▸ **Directions for this task**
Each line below with the string "positive" should be copied.

Records from a dataset
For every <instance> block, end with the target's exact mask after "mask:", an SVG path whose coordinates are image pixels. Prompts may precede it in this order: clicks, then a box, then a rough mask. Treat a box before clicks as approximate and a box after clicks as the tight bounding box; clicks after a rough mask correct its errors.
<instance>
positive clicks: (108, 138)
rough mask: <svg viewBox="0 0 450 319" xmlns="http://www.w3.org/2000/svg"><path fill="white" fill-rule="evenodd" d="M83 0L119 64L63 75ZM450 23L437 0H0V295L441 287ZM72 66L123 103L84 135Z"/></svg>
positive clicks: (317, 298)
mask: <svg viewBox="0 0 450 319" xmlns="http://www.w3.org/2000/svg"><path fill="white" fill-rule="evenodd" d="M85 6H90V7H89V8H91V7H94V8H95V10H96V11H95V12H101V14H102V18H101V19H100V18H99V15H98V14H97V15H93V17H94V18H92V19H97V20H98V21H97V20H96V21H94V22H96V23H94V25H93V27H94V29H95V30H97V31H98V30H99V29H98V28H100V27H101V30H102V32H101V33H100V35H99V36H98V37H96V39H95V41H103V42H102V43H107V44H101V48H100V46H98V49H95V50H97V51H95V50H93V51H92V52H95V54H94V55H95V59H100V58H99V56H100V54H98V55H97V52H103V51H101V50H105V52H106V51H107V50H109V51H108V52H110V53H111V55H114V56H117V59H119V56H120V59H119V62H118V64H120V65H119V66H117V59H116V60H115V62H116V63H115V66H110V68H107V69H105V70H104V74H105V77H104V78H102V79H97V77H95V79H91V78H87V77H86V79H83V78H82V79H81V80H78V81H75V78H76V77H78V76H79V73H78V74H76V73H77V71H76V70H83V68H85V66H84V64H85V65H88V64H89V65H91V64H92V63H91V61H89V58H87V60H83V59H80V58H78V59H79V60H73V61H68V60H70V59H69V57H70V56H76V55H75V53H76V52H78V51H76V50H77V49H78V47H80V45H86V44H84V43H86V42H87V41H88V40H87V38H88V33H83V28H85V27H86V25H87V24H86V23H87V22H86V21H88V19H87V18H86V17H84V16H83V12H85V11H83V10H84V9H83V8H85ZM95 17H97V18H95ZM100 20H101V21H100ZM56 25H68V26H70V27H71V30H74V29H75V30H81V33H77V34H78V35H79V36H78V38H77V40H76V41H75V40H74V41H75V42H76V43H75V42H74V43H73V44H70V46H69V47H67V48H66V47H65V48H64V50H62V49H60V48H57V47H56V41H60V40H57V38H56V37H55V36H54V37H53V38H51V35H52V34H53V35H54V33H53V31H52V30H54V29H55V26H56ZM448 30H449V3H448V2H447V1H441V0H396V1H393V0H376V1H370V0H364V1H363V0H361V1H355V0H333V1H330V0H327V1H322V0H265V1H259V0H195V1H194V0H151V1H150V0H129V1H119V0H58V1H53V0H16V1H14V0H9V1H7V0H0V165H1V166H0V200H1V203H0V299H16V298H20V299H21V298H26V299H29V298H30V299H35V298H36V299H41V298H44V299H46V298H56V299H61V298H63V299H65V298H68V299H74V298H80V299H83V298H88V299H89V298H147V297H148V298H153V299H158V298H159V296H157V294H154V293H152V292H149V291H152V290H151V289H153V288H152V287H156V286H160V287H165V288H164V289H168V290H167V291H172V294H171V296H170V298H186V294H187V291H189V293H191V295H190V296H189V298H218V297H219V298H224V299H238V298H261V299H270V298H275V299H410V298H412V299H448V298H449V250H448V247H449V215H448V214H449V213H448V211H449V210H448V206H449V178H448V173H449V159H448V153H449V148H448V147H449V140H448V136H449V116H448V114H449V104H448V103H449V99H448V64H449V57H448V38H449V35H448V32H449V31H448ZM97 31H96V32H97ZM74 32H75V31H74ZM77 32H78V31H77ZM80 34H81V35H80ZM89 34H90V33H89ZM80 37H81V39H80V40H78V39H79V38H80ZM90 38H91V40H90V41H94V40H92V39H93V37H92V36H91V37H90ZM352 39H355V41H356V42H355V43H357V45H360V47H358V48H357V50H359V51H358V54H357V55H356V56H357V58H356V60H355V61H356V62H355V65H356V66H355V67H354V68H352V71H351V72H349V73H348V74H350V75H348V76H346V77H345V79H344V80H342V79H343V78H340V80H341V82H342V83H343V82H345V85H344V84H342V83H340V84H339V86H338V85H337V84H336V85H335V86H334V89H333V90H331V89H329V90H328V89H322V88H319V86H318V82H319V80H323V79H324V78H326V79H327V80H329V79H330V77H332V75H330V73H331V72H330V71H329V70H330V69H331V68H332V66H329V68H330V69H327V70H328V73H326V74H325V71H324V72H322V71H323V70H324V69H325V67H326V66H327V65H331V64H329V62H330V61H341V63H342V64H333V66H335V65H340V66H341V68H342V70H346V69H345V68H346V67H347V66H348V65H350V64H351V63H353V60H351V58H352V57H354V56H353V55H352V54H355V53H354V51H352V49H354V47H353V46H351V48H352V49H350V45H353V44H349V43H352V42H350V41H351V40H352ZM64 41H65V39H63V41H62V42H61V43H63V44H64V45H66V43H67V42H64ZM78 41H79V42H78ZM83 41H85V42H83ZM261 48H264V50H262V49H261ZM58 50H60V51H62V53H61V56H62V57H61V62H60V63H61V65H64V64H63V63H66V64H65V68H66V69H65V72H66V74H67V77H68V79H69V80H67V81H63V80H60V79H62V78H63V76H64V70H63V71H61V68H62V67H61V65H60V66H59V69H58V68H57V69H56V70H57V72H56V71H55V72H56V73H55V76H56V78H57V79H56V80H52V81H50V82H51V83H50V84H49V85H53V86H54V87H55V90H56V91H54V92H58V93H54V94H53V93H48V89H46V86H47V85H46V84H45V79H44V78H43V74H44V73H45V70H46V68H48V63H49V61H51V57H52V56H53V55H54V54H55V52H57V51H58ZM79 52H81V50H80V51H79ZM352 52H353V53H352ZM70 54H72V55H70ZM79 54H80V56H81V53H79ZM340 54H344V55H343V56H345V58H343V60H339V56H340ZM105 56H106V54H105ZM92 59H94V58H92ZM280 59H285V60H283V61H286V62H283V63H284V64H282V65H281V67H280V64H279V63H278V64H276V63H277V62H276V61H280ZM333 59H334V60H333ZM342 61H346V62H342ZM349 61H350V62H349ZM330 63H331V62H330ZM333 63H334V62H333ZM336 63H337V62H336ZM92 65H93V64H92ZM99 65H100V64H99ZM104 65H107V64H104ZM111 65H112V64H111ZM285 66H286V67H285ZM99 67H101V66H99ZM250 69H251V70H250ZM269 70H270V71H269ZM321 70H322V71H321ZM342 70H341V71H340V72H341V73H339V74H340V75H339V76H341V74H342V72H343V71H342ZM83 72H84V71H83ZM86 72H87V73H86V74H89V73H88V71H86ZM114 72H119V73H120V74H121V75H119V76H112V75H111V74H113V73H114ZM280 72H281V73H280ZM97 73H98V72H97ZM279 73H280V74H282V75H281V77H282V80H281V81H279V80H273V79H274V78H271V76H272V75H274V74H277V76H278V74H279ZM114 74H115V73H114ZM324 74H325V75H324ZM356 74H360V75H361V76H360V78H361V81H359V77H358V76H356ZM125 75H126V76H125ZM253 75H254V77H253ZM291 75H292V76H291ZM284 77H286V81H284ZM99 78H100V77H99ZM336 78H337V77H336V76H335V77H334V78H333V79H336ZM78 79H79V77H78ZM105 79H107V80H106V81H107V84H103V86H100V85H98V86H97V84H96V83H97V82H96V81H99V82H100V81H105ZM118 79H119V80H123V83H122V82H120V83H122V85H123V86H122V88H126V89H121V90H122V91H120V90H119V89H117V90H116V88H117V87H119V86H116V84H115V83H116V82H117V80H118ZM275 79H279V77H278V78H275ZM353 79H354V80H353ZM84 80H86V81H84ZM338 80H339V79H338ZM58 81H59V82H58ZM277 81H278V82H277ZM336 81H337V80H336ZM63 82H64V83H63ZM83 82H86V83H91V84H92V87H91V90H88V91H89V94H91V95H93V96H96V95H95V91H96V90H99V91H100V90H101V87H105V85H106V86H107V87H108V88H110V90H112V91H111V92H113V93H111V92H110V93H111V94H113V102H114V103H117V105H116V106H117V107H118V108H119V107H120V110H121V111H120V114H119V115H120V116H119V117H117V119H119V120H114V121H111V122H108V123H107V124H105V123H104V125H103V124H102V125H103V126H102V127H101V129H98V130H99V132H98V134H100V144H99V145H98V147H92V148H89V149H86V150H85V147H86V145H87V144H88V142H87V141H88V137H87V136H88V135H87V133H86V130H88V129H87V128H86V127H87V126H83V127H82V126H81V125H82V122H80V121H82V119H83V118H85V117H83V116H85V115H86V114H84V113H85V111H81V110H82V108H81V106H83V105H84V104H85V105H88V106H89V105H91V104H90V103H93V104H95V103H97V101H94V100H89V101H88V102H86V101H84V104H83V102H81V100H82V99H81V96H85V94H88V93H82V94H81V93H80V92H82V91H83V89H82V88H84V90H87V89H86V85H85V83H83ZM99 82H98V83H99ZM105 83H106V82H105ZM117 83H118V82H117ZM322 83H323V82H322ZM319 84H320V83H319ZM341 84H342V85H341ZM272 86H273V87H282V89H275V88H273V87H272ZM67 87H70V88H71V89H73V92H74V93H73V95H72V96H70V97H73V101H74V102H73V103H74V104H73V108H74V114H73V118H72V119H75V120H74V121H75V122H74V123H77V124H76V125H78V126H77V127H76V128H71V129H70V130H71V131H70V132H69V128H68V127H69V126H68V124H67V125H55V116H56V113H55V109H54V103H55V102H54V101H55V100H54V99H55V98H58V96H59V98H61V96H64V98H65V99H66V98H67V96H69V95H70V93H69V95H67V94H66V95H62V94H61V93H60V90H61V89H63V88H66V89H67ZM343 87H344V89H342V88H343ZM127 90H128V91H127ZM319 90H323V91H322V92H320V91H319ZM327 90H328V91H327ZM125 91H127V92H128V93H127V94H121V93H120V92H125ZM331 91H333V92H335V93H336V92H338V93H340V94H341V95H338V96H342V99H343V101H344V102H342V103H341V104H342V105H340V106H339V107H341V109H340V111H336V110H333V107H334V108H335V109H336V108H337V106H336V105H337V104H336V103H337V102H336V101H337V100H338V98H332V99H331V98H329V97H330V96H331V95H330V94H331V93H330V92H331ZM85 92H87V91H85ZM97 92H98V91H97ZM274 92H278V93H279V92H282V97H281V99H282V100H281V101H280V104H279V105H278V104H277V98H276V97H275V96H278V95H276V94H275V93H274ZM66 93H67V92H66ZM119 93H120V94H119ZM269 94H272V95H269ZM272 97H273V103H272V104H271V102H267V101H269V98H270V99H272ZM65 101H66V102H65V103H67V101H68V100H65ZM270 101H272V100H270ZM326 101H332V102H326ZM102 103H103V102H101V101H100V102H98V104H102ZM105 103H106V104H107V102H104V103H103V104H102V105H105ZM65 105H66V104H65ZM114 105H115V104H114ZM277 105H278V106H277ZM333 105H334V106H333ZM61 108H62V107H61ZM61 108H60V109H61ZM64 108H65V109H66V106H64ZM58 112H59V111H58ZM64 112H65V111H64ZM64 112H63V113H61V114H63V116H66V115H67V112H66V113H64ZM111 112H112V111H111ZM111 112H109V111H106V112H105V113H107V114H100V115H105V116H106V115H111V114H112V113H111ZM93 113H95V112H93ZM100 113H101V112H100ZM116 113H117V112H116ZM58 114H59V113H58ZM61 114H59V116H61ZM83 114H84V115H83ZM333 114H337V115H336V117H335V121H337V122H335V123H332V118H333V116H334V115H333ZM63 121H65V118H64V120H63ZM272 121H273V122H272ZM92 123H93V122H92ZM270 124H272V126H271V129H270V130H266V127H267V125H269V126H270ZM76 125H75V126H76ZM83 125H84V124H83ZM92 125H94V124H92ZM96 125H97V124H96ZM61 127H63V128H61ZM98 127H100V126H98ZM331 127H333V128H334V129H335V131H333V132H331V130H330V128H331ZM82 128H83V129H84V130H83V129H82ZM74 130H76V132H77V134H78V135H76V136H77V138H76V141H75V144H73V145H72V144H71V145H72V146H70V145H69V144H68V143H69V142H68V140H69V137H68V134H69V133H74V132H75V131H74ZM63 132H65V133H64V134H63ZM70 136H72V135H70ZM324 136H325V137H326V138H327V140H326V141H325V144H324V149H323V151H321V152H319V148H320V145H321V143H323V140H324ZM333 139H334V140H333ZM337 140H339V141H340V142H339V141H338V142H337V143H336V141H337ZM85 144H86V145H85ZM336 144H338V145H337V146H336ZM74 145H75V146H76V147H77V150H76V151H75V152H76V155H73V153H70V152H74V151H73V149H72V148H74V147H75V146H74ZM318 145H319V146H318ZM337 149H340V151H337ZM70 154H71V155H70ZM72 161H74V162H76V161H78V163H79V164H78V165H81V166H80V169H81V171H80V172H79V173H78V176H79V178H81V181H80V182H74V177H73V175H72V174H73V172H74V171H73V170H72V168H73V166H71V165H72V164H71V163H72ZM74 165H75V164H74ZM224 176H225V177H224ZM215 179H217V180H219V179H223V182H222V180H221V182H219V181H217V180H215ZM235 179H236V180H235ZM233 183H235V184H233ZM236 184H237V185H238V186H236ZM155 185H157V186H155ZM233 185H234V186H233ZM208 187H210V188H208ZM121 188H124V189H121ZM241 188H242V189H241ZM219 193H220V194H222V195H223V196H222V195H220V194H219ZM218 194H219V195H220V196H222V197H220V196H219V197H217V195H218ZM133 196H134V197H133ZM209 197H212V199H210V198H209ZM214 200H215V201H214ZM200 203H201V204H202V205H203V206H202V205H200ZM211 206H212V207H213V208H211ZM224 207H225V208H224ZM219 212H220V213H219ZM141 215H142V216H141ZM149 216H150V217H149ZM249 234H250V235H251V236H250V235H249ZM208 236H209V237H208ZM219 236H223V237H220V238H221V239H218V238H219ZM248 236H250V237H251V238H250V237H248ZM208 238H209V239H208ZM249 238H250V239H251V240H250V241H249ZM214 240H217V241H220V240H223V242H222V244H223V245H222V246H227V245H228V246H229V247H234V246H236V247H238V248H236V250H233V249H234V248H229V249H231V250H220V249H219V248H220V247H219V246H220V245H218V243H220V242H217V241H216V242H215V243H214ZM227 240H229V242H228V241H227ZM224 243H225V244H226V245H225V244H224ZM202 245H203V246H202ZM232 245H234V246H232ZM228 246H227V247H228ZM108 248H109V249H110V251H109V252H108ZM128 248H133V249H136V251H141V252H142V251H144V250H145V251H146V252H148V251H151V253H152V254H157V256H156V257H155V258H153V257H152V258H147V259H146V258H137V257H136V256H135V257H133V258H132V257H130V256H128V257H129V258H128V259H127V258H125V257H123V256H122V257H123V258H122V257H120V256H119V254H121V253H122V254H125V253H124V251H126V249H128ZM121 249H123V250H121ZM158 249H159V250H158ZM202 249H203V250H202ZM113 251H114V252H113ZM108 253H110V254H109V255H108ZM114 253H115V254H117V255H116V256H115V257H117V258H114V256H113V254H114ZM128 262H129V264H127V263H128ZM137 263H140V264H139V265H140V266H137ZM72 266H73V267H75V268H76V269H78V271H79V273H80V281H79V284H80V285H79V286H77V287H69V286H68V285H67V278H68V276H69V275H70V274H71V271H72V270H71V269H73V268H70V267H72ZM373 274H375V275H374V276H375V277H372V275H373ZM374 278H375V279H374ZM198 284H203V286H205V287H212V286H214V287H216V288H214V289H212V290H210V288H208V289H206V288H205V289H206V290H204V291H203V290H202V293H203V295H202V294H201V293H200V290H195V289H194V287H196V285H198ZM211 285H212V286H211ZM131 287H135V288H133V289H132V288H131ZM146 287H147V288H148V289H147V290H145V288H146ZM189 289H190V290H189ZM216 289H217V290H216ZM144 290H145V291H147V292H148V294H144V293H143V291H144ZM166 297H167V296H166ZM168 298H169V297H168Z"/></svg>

▸ **Response for this exercise**
positive clicks: (108, 138)
positive clicks: (317, 298)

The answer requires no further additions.